#### Supplied data

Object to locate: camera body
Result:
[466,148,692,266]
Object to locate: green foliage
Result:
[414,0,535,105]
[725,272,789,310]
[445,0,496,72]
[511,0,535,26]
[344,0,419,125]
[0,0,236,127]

########

[Short problem]
Rewrite all of the rows above, including each "Object to locate" line and each "Result:" line, and scale every bounding box coordinate by 1.5, rounding each value to the nearest whole number with halves rounded up.

[Answer for this exercise]
Object to locate: camera body
Result:
[699,222,1038,399]
Object to locate: green foliage
Result:
[621,0,803,158]
[1088,408,1184,465]
[668,0,744,108]
[767,0,803,39]
[516,0,629,188]
[0,0,354,191]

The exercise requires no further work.